> REQUIREMENT A
State only how many lines of the listing contain the string "concrete", treating uppercase and lowercase as distinct.

> TEXT SEGMENT
______________________________

Saturday, December 13, 2008

Forward Reprojection - current console hardware

Lately I have been thinking alot about motion compensation inspired forward reprojection schemes, both for current console generation level hardware and for the next generation cone traced engine plans.

For the current generation, I think a reasonable approach is to store and track image macrotiles, just like mpeg does, at say 8x8 pixel granularity. The rasterizer (preferablly an octree hybrid point-splatting/polygon renderer) would be designed to be very effecient at culling scene geometry down to this fine level of granularity. Tiles, once generated, are reused across frames and projected on the GPU, which can render them quite easily as simple quads with a relatively simple pixel shader filter. To handle depth edges, I would render each tile as two quads, one covering the near-pixels, the other the far-pixels. (otherwise these edges will result in large stretched quads, rather than two small quads which move apart) The tiles would be managed with a caching policy, with weights assigned to the number of correct pixels the tiles provide each frame. Old invalidated tiles would then be evicted to make way for new tile generation.

______________________________

> REQUIREMENT B
Write the next part of the forward reprojection post above, starting right after its final sentence.

Stored data
______________________________

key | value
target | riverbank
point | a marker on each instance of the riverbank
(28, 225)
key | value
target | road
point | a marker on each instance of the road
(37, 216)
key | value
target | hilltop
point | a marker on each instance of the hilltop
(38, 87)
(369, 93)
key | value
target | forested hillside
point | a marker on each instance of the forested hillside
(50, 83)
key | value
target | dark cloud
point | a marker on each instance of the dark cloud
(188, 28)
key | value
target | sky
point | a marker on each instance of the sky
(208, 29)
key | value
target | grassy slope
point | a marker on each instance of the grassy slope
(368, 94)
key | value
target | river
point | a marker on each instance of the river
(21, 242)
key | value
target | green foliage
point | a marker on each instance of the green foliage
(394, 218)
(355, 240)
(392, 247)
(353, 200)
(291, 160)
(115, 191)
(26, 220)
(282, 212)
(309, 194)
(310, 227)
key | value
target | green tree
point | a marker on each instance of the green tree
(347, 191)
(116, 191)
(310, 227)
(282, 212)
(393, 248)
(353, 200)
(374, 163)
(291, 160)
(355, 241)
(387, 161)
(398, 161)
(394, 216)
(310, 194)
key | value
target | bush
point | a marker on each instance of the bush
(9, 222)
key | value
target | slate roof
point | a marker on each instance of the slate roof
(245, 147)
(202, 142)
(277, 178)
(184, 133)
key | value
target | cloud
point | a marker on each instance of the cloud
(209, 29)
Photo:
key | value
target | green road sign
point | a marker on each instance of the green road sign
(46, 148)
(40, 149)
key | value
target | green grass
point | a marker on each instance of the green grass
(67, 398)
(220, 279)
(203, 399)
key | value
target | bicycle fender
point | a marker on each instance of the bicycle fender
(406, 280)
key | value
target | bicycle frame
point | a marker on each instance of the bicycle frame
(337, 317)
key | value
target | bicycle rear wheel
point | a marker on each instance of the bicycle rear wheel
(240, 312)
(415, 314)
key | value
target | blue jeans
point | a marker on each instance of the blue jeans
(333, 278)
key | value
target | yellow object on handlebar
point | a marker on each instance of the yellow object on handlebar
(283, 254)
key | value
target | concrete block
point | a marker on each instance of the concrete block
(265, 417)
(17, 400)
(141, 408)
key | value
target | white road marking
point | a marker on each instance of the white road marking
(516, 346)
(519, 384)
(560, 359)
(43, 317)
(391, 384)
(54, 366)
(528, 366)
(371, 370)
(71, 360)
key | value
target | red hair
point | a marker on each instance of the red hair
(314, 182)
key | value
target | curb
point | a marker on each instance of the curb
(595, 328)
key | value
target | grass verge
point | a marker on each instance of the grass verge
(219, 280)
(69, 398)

______________________________

> RIGHT ANSWER A
2

> RIGHT ANSWER B
The resulting image will have a small number of error regions that then need to be corrected - some pixels won't be hit by any previous tiles for new regions of the scene revealed by camera motion and occlusion changes. If you also track motion vectors for the tiles, you can have some regions that need to be invalidated because of animation. In some cases moving tiles will happen to project into an occlusion gap but are actually behind something else in the scene (false occlusion). For a static scene, you can treat the result of the forward projection as a conservative z-buffer. Animation errors can be handled then by simply not projecting stored tiles that have too much animation error. A coarse z-pyramid rendering can then reliably identify new screen tiles which need to be regenerated.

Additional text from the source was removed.